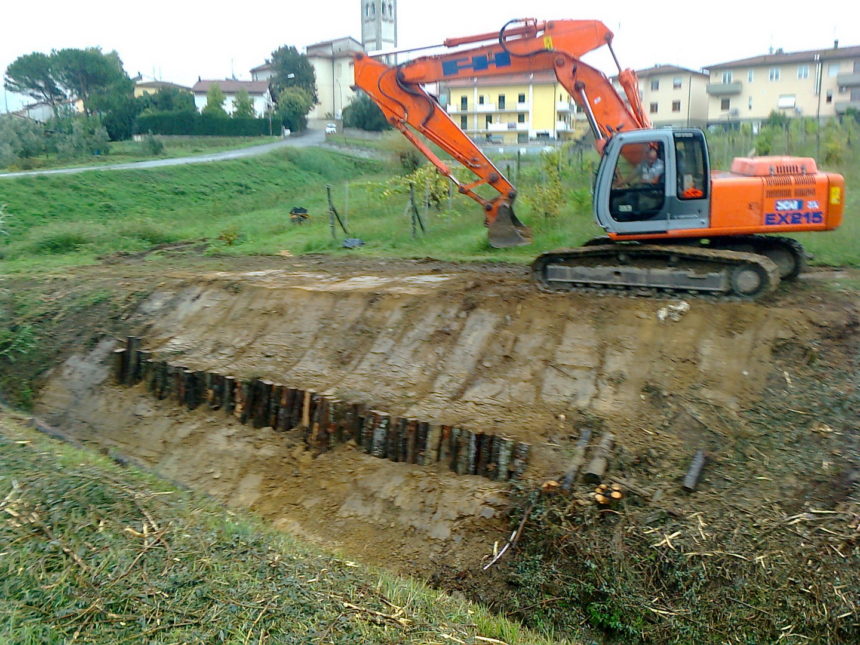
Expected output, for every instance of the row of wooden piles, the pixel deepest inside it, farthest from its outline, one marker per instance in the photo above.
(324, 420)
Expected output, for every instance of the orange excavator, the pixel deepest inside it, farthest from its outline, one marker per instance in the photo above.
(672, 224)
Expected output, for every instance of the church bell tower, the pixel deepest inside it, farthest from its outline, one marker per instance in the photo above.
(378, 25)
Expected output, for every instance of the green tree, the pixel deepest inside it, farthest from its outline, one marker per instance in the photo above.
(117, 107)
(294, 103)
(33, 75)
(168, 99)
(88, 73)
(243, 106)
(215, 101)
(20, 139)
(364, 114)
(292, 69)
(81, 136)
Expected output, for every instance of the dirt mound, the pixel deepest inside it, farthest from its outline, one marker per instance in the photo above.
(479, 347)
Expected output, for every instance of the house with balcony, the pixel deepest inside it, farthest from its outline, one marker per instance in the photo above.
(514, 108)
(258, 91)
(821, 83)
(673, 95)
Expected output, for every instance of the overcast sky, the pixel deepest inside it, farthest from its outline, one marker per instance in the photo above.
(180, 41)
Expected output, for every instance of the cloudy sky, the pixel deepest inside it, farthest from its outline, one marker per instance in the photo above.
(180, 41)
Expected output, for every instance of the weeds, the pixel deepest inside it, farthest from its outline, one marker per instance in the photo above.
(103, 555)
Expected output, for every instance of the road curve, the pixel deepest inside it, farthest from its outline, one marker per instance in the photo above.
(309, 138)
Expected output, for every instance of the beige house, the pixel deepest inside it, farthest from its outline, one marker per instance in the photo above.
(818, 83)
(154, 87)
(673, 95)
(258, 92)
(332, 63)
(514, 108)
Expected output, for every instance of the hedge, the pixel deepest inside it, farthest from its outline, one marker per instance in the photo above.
(192, 123)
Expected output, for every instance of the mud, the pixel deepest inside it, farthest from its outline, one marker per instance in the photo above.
(476, 347)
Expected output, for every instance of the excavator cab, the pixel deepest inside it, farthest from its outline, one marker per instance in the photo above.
(653, 182)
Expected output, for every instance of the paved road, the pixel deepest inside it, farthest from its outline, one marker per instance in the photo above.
(309, 138)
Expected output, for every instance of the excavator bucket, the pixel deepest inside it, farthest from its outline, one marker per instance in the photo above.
(506, 230)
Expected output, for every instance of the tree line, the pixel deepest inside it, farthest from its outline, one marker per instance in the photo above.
(91, 98)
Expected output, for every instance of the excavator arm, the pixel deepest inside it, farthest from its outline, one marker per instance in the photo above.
(520, 46)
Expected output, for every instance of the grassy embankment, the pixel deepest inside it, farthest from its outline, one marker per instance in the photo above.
(97, 553)
(241, 207)
(131, 151)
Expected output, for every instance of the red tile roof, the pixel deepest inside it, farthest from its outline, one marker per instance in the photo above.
(230, 86)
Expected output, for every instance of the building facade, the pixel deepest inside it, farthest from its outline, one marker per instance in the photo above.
(332, 63)
(673, 95)
(258, 91)
(515, 108)
(819, 83)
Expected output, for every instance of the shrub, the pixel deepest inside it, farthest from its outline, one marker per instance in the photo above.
(193, 124)
(152, 145)
(86, 136)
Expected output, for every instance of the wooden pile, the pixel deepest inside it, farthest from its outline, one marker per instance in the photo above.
(324, 420)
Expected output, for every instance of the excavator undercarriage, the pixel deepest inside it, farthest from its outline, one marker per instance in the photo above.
(654, 270)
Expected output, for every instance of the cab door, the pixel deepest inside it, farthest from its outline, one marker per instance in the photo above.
(639, 189)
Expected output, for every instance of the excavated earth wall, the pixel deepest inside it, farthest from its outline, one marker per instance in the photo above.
(482, 350)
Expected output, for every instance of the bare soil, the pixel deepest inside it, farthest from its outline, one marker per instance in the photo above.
(767, 389)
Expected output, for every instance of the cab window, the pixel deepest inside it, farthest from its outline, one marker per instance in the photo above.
(638, 187)
(692, 172)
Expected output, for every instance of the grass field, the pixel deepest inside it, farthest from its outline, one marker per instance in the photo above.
(104, 554)
(242, 207)
(130, 151)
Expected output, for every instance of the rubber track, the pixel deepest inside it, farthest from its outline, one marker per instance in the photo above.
(762, 242)
(691, 257)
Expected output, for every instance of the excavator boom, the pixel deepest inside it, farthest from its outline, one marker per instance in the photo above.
(520, 46)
※ ※ ※
#### [What you are asked to do]
The answer should be the full material above, printed exactly, with no pictures in it.

#### [Solution]
Expected output, for every instance of the row of wooden piles, the pixel deepest inside it, farthest from its outline, one marker per instance in the photo above.
(324, 420)
Expected output, for every instance of the orange excavator, the pixel deepest inside it, farthest from its outline, one marker per instance in the photo above.
(672, 224)
Expected output, for every instance of the church bell tower, the pixel deepest inside it, farthest from its outline, one marker per instance in the photo above.
(378, 25)
Expected output, for every instance of the green tree, the pixel deepest inside it, farthest from its outline, one marker per instance in the photo above.
(117, 107)
(294, 103)
(33, 75)
(168, 99)
(88, 73)
(243, 106)
(215, 101)
(20, 139)
(364, 114)
(292, 69)
(81, 136)
Expected output, for every instance of the dirt mound, the pixel deepest inside it, farthest from its outline, one marker per instance in the photo above.
(479, 347)
Expected output, for every instance of the house with balcony, the pixel deepest inside it, farthest from its outline, one marker per instance in the photo above.
(514, 108)
(258, 91)
(821, 83)
(673, 95)
Expected output, for every instance of the overcast sky, the pixel deepest inside it, farthest from its outline, one marker per instance in the photo above.
(180, 41)
Expected output, for every instance of the cloudy sky, the pixel deepest inside it, farthest from its outline, one marker per instance in the photo above.
(180, 41)
Expected output, for every instance of the weeds, the pixel deepest inside it, farthest from its outline, one marker per instance in the photo above.
(103, 555)
Expected output, for every instance of the road curve, the pixel deepest inside it, farthest from its outline, one marker per instance in the photo above.
(309, 138)
Expected output, for every instance of the beige house, the pixel deepest inside it, farthest from its outline, one marker per instance in the photo above.
(818, 83)
(154, 87)
(673, 95)
(258, 92)
(332, 63)
(514, 108)
Expected output, for every instance of the hedge, the pixel deepest inside it, farthest from its outline, one marker per instance in the photo above.
(192, 123)
Expected output, for every instance of the mud, the pixel deepest inside it, farthest from its outline, one marker per instance in the photo above.
(476, 347)
Expected output, for every instance of the excavator cab, the pixel deepest inside it, farthest from its outline, one marker per instance in the photo above.
(653, 182)
Expected output, for every instance of the paved road, the pixel deepest inside it, farthest from its outline, one marker per instance in the photo above.
(309, 138)
Expected output, for every instance of the excavator bucket, the pixel deepest inside it, farthest from its outline, one marker per instance in the photo above.
(506, 230)
Expected output, for every instance of the tree line, the pixel deepest inside it, farthest from its outline, one marker per instance in the photo above.
(91, 98)
Expected output, for every instance of the excavator arm, the pixel deepest inside it, farthest from its outline, one marker per instance in the photo above.
(520, 46)
Expected output, for every instance of the grassy embankment, the pixel deepest inside it, farthest from its outline, one marker per instance in the photo above.
(97, 553)
(241, 207)
(131, 151)
Expected output, for every instance of the red tile roof, the pixel deepest inside it, farthest from its outline, one marker per instance in the photo above.
(230, 86)
Expected output, for every instance of the building facade, the pixel deepest inside it, farthest from its outline, one marker per instance in the photo above.
(332, 63)
(673, 95)
(258, 91)
(515, 108)
(819, 83)
Expected output, for every instance of the shrub, the pixel deepest inside it, farthest from its outline, one marker per instance in the photo above.
(193, 124)
(152, 145)
(86, 136)
Expected output, for every instance of the wooden pile, the pixel deepest inside it, farthest from its outline, one marker per instance in the photo above.
(324, 420)
Expected output, for every instance of the excavator undercarriage, the pixel deepest inside it, farthest from its outline, one marker per instance in the photo above.
(654, 270)
Expected output, for every instance of the cab door, the pixel deepest inside it, farthest from its outline, one marker per instance in the photo above.
(639, 189)
Expected output, for every instance of the excavated earth wall, the pixel deepest inside it, farthest from its outline, one marker per instance in the photo above.
(482, 350)
Expected output, for every instance of the bare soil, the pixel deepest inside it, farthest from its outline, one marker per instance in the photo above.
(767, 389)
Expected output, for every instance of the cab window, the pixel deepest inside it, farthest from its outline, one marker per instance in the photo above.
(638, 187)
(692, 172)
Expected output, for every instance of the grass field, the pixel deepest inside it, farthest from its outline, one marker per instance in the photo above.
(104, 554)
(242, 207)
(130, 151)
Expected output, for every instance of the rubber track, the pixel deepest inside it, farthest from its outline, one marker per instance in the photo above.
(762, 242)
(691, 257)
Expected output, for every instance of the excavator boom, the pixel deepest inside it, farthest from its outline, one marker per instance in the photo above.
(520, 46)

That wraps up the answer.